> Prompt A
Using the Ottawa LRT news report, decide whether each statement agrees with it: (i) the memo went to city councillors in late April; (ii) the closure of the Woodroffe Avenue and Richmond Road intersection is being extended through June; (iii) Montreal Road is on the east side of Ottawa. Answer yes or no for each and quote the words from the report that decide it.
> Prompt B
Write out the Ottawa LRT news report word for word between "Ottawa taking steps" and "to the south.", inclusive.
[[ Document segment open ]]
Ottawa taking steps to keep city’s $4.66 billion LRT projects on track

lrt corso italia march 29
Earlier construction on Ottawa's Light Rail Transit project (City of Ottawa photo)

Ontario Construction News staff writer

The City of Ottawa says it’s taking steps to make sure pressures from the COVID-19 pandemic and other construction delays don’t set back the delivery its second stage Light Rail Transit (LRT) projects.

Global News reports that Ottawa’s director of rail construction Michael Morgan sent city councillors a memo in late April saying that city staff are taking “proactive steps” to ensure the east-west extension to Ottawa LRT doesn’t face any schedule impacts like the ones already noted by the team building the Trillium Line expansion to the south.

These steps are mainly in the form of construction schedule shifts and traffic detours, Morgan said.

In the memo, he says, in the west, the closure of the Woodroffe Avenue and Richmond Road intersection is being extended through May and westbound traffic on Ambleside Drive will soon be detoured, according to the memo.

On the east side of Ottawa, Morgan said the city is providing “flexibility” on the timing of lane closures on Montreal Road, a location he noted is on the project’s “critical path.”
[[ Document segment closed ]]
[[ Data provided open ]]
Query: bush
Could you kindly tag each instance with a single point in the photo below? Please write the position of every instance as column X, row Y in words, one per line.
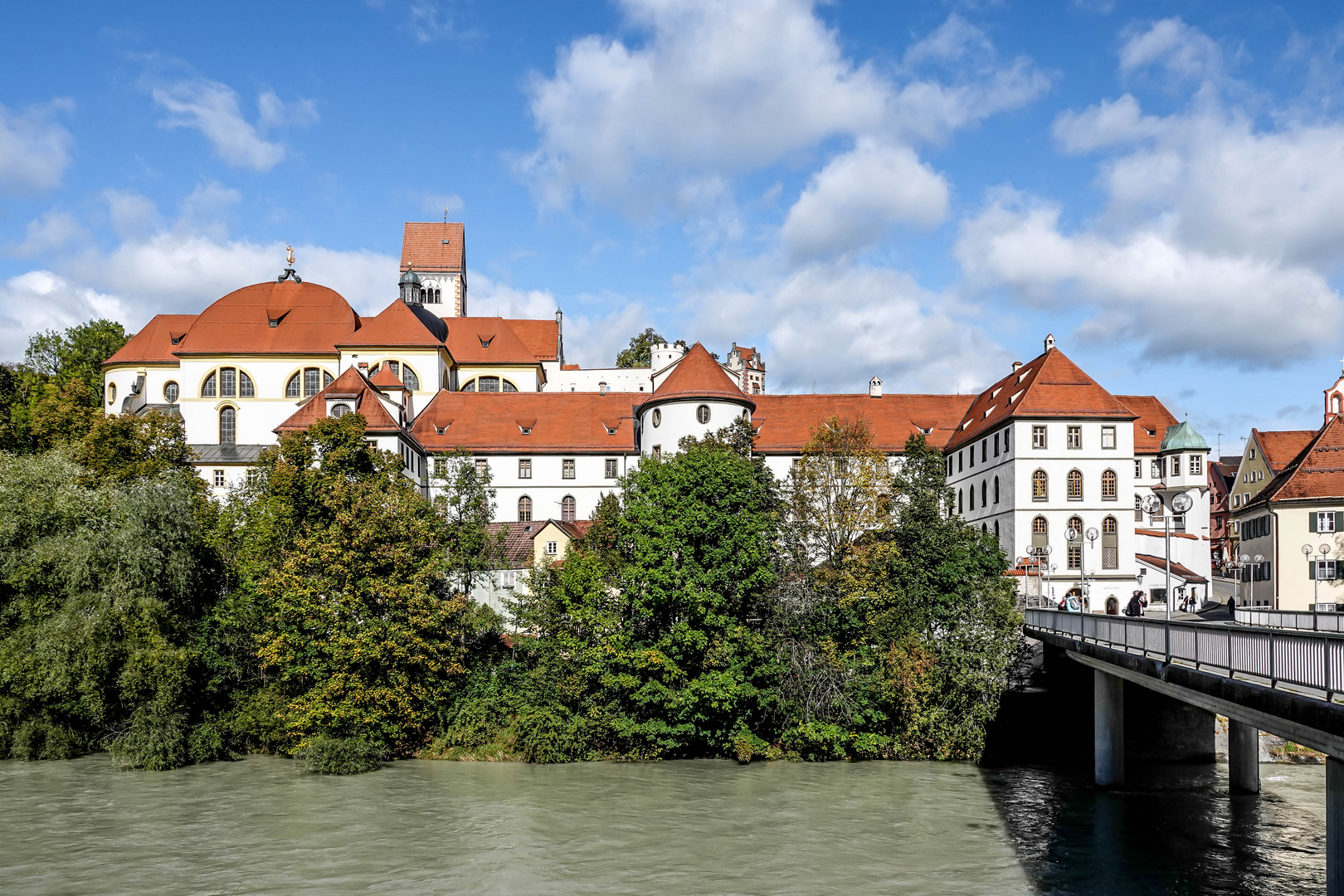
[[ Data provided closed ]]
> Task result A
(i) Yes: "sent city councillors a memo in late April"
(ii) No: "the closure of the Woodroffe Avenue and Richmond Road intersection is being extended through May"
(iii) Yes: "On the east side of Ottawa, Morgan said the city is providing “flexibility” on the timing of lane closures on Montreal Road"

> Task result B
Ottawa taking steps to keep city’s $4.66 billion LRT projects on track

lrt corso italia march 29
Earlier construction on Ottawa's Light Rail Transit project (City of Ottawa photo)

Ontario Construction News staff writer

The City of Ottawa says it’s taking steps to make sure pressures from the COVID-19 pandemic and other construction delays don’t set back the delivery its second stage Light Rail Transit (LRT) projects.

Global News reports that Ottawa’s director of rail construction Michael Morgan sent city councillors a memo in late April saying that city staff are taking “proactive steps” to ensure the east-west extension to Ottawa LRT doesn’t face any schedule impacts like the ones already noted by the team building the Trillium Line expansion to the south.